I wrote this post in December of 2022 on my linkedin account. We are well into the season of submissions for next years admission considerations. While the comparison between GED/PhD is certainly cheesy, it remains a valid distinction.
To stay within Dickens parable, I have added a final section to address the ghost of education, future. Choose wisely.
Jedediah (GED to his friends) has real problems handling government school. Jed’s parents have succumbed to the futility of pushing back against the system and settled for mediocre day care with a healthy dose of sports to keep him occupied. Jed’s not a bad kid, but he tends to get pushed toward an underperforming crowd of malcontents, which includes a few bad apples. GED is treading water at best, hoping to age out of the system before it ruins him. At worst, he could get caught in the intake funnel for the school to prison pipeline.
Phineas Frederick is too smart for his own good (his friends call him PhreD). School is an easy game. Regurgitating approved facts for authoritarians while sitting is second nature for him. The truth is what they say it is, and they only need to hear it repeated. Phred can handle the abstractions of mathematics well enough to get by, covering weaknesses with memorization and socially approved conventions. Phred is college material and he knows it.
In 1968, GED gets right to work. He doesn’t stand out in the millions of boomers, success might follow a combination of luck, hard work and long hours. Promotions will be few and raises are grudgingly earned. If he can develop his skills via on the job training or mastery of a niche skill, Jed will likely do OK. GED is at much more risk for injury and chemical exposure and he earns the scars of a blue collar life. And GED is stuck with corrupt pension funds for retirement.

RECORD LIST ::
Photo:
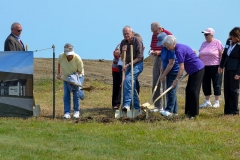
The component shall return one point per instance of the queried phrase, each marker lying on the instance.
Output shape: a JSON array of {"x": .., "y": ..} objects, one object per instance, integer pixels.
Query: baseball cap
[
  {"x": 209, "y": 31},
  {"x": 161, "y": 37}
]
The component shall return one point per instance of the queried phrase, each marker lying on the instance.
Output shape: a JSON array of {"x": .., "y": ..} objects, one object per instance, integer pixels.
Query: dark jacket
[
  {"x": 12, "y": 44},
  {"x": 231, "y": 62}
]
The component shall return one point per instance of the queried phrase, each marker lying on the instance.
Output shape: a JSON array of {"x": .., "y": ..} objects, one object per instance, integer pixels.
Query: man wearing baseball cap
[{"x": 70, "y": 62}]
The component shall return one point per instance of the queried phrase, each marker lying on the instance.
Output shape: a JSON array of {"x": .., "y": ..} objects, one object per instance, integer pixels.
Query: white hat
[
  {"x": 68, "y": 49},
  {"x": 209, "y": 31}
]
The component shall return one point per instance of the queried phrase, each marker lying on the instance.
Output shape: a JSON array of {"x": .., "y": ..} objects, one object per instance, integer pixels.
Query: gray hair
[
  {"x": 155, "y": 25},
  {"x": 68, "y": 47},
  {"x": 170, "y": 39},
  {"x": 13, "y": 26},
  {"x": 128, "y": 28}
]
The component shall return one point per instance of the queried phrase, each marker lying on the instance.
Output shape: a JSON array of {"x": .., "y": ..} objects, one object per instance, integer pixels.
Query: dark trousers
[
  {"x": 231, "y": 87},
  {"x": 211, "y": 74},
  {"x": 116, "y": 90},
  {"x": 192, "y": 93}
]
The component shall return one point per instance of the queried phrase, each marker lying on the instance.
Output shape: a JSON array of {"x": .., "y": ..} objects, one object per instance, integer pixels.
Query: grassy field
[{"x": 97, "y": 135}]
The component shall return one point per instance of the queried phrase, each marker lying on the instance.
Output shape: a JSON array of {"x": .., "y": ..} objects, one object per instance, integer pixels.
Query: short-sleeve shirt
[
  {"x": 166, "y": 55},
  {"x": 209, "y": 53},
  {"x": 70, "y": 67},
  {"x": 187, "y": 56}
]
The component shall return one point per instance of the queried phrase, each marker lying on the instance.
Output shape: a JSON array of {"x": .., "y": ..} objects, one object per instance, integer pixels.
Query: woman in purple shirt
[{"x": 189, "y": 61}]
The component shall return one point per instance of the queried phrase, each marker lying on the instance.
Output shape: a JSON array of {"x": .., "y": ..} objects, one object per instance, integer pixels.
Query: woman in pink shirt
[{"x": 210, "y": 53}]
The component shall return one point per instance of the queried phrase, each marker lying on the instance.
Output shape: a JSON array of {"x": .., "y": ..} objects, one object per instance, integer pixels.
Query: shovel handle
[
  {"x": 123, "y": 77},
  {"x": 155, "y": 88},
  {"x": 169, "y": 89}
]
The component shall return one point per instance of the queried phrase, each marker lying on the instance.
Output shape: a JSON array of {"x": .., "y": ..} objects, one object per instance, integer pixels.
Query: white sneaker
[
  {"x": 67, "y": 116},
  {"x": 166, "y": 113},
  {"x": 161, "y": 111},
  {"x": 76, "y": 114},
  {"x": 124, "y": 110},
  {"x": 216, "y": 104},
  {"x": 137, "y": 112},
  {"x": 156, "y": 110},
  {"x": 205, "y": 104}
]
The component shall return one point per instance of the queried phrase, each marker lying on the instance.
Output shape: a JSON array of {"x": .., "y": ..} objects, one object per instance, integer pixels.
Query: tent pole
[{"x": 53, "y": 81}]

SET TASK A ::
According to the post comparing the GED and PhD paths, what has been added to the post to stay within the Dickens parable?
SET TASK B ::
Reproduce the passage of the post comparing the GED and PhD paths, starting with "Phineas Frederick is" and going on through "he knows it.", and swap "mathematics" for "statistics".
The data bear no relation to the text.

FULL OUTPUT A ::
A final section addressing the ghost of education, future.

FULL OUTPUT B ::
Phineas Frederick is too smart for his own good (his friends call him PhreD). School is an easy game. Regurgitating approved facts for authoritarians while sitting is second nature for him. The truth is what they say it is, and they only need to hear it repeated. Phred can handle the abstractions of statistics well enough to get by, covering weaknesses with memorization and socially approved conventions. Phred is college material and he knows it.